Start of The data
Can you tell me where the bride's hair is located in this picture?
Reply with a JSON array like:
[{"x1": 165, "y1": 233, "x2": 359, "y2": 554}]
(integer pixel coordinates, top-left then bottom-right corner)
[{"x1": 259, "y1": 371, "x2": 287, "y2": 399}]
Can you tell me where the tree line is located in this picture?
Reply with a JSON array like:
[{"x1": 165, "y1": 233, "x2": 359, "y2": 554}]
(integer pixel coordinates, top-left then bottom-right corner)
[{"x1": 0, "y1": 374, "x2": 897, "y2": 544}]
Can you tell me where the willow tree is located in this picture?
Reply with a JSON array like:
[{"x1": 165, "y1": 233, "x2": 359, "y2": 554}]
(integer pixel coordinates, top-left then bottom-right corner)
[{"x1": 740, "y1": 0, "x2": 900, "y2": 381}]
End of The data
Task details: Return every line of the material above verbatim, with no alterations of any kind.

Result of this task:
Can you tell me where the bride's hair is located in this picture?
Reply with a JSON array like:
[{"x1": 165, "y1": 233, "x2": 359, "y2": 554}]
(integer pixel coordinates, top-left then bottom-right corner)
[{"x1": 259, "y1": 371, "x2": 287, "y2": 399}]
Can you tell me where the tree line is located in this picture?
Reply with a JSON array like:
[{"x1": 165, "y1": 233, "x2": 359, "y2": 554}]
(integer pixel coordinates, top-left then bottom-right corner)
[{"x1": 0, "y1": 374, "x2": 897, "y2": 544}]
Can you tell me where the willow tree is located in this picture?
Reply with a JSON array like:
[{"x1": 165, "y1": 233, "x2": 359, "y2": 554}]
(integer pixel coordinates, top-left then bottom-right corner)
[{"x1": 740, "y1": 0, "x2": 900, "y2": 381}]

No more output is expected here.